* **Required actions**
A – Using the blog post on California civil lawsuit filings, answer these questions:
(i) What position does Tom Scott hold?
(ii) How many civil cases were filed in California in 2009, according to the figure Scott cites from the National Center for State Courts?
(iii) What analysis does the post say can be found on the home page of the Court Statistics Project?
B – Proceed with the blog post on California civil lawsuit filings, writing on from its last sentence.

------ Source excerpt ------

You think the number of civil lawsuit filings in California has gone up since 2009…wanna bet? Tuesday, November 27, 2012
In a recent blog post about funding for California’s court system, Tom Scott, executive director of California Citizens Against Lawsuit Abuse, writes the following:
According to the National Center for State Courts, there were more than 1.2 million civil cases filed in California in 2009, the most recent year data was available….Given the trend in litigation in California, I’m willing to bet that the number of civil lawsuits filed in California has not decreased since 2009.
Hey Tom, I’ll take that bet!
Two points to make about what Mr. Scott has written:
1) 2009 is not the most recent year for which data are available from the National Center for State Courts. Click on the link Tom provided above, then click on CSP in the upper left corner of that page to go to the home page for the NCSC’s Court Statistics Project…and, lo and behold, right there you’ll find “An Analysis of 2010 State Court Caseloads.” (And, as we will see, even more recent data is available from the state.)

------ Provided material ------

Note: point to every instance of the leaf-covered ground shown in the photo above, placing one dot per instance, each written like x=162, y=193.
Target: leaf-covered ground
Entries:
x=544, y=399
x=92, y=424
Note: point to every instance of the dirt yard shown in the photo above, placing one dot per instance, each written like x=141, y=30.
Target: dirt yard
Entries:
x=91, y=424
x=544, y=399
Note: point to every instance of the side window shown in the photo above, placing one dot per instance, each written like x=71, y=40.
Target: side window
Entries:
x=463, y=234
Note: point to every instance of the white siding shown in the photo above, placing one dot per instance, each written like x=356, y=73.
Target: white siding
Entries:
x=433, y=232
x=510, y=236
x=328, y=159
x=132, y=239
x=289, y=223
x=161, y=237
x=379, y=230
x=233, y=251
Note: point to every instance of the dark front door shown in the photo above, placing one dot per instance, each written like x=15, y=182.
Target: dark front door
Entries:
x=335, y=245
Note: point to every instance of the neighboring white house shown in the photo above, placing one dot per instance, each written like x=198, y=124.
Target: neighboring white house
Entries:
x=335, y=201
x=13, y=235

------
------ Provided material ------

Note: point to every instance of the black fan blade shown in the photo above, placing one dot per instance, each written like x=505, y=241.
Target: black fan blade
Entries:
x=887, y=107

------

* **Results by task**
A –
(i) He is executive director of California Citizens Against Lawsuit Abuse.
(ii) More than 1.2 million civil cases were filed.
(iii) The home page offers "An Analysis of 2010 State Court Caseloads."

B –
2) And in that 2010 report, the number of civil lawsuits filed in California was lower in 2010 than it was in 2009.
But let’s not stop there. Let’s get numbers directly from the California court system, which recently issued its 2012 Court Statistics Report, including even more recent data for the 2010-11 fiscal year. On page 96 of that PDF (page 83 of the report) are numbers for civil case filings in each of the last 10 fiscal years, showing not only a drop from FY 09 to FY 10 but a further drop in FY 11. The number of civil filings in 2010-11 was 11.6% less than the number of filings in 2008-09, which was the high point of the 10-year period.
What was that about the trend of litigation in California?
Either Mr. Scott was lazy in his research before writing his blog post, or in the worst case was intentionally trying to mislead his readers. Neither conclusion marks him as a reliable source for analysis on this issue.
Here’s something else from that 2010 National Center for State Courts report that flies in the face of the corporate lobby’s contention that California is somehow an overly litigious state. There’s a table on page 9 of the PDF of the report ranking 29 states and the District of Columbia by number of civil suits filed per capita in 2010. California ranks 28th of the 30 jurisdictions and was 38% below the median for the group. Yes, California has a lot of civil lawsuits (although many fewer than New York or Florida). It also has by far the largest population.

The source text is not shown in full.